DIRECTION >>
Could you set down every one of the items below word for word, leaving out the pictures?

[Start DATASET RECORDS]

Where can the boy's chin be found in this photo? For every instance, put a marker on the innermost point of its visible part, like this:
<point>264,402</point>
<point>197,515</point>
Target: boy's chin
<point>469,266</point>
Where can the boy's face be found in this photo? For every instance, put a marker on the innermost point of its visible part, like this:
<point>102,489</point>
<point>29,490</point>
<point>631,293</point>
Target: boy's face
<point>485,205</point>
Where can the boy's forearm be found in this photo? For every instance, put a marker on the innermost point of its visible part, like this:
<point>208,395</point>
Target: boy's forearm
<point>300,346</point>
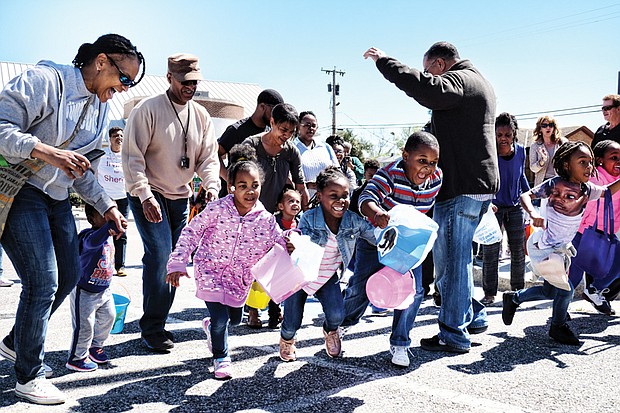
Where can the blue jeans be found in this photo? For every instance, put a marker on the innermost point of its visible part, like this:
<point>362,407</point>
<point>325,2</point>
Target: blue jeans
<point>222,315</point>
<point>512,219</point>
<point>120,244</point>
<point>561,299</point>
<point>356,300</point>
<point>159,240</point>
<point>330,297</point>
<point>40,238</point>
<point>457,219</point>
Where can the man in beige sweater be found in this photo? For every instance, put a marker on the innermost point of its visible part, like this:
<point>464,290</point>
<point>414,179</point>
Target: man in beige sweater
<point>168,137</point>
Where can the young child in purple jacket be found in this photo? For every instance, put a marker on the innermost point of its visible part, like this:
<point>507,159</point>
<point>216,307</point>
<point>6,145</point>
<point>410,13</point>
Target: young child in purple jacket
<point>229,236</point>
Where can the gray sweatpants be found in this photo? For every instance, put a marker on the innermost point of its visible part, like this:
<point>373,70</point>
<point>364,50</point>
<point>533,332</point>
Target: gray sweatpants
<point>92,317</point>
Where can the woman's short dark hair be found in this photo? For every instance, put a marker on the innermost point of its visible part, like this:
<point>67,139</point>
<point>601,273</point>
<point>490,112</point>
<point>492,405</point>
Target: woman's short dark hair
<point>506,119</point>
<point>108,44</point>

[End DATASET RECORDS]

COMPLETE OUTPUT >>
Where can the boy's chin be found in this photo? For every instance, put a marker on the innermost point of its visible part, like this:
<point>264,402</point>
<point>197,515</point>
Target: boy's chin
<point>469,266</point>
Where can the boy's face be found in this photo? For every instance, put a marker on the innermost point of its visible part, like this:
<point>102,489</point>
<point>29,490</point>
<point>631,293</point>
Target: boy's face
<point>485,205</point>
Where can the boy's forearm be found in this photo? For every instance, put a marker on the innermost point of its visible part, like this:
<point>208,395</point>
Target: boy's forearm
<point>300,346</point>
Where can the blue jeans be found in this photo? For every instance, put a marker on the innermost point of its visible part, like this:
<point>362,407</point>
<point>325,2</point>
Target: blue jeans
<point>222,315</point>
<point>512,219</point>
<point>120,244</point>
<point>561,299</point>
<point>356,300</point>
<point>159,240</point>
<point>330,297</point>
<point>40,238</point>
<point>457,219</point>
Where can the man in beige sweater be found in this photo? For every instance, put a marker on the innermost point of its visible part, like this:
<point>464,290</point>
<point>414,179</point>
Target: man in beige sweater
<point>168,137</point>
Where can the young child in purple jacket be found in this photo? For every instance, put a marker on the innermost point of its visible part, like this:
<point>507,159</point>
<point>216,307</point>
<point>6,145</point>
<point>410,13</point>
Target: young child in purple jacket
<point>229,236</point>
Where can the gray sweatpants be found in this photo? For every instance, put a marker on the innermost point of its visible part, like this:
<point>373,70</point>
<point>364,50</point>
<point>533,332</point>
Target: gray sweatpants
<point>92,317</point>
Where can the woman's short dark hair be found in this photo? For every instance, put a marker on the innermost point of its visible part, like this:
<point>67,139</point>
<point>601,273</point>
<point>490,112</point>
<point>492,405</point>
Target: woman's short dark hair
<point>506,119</point>
<point>108,44</point>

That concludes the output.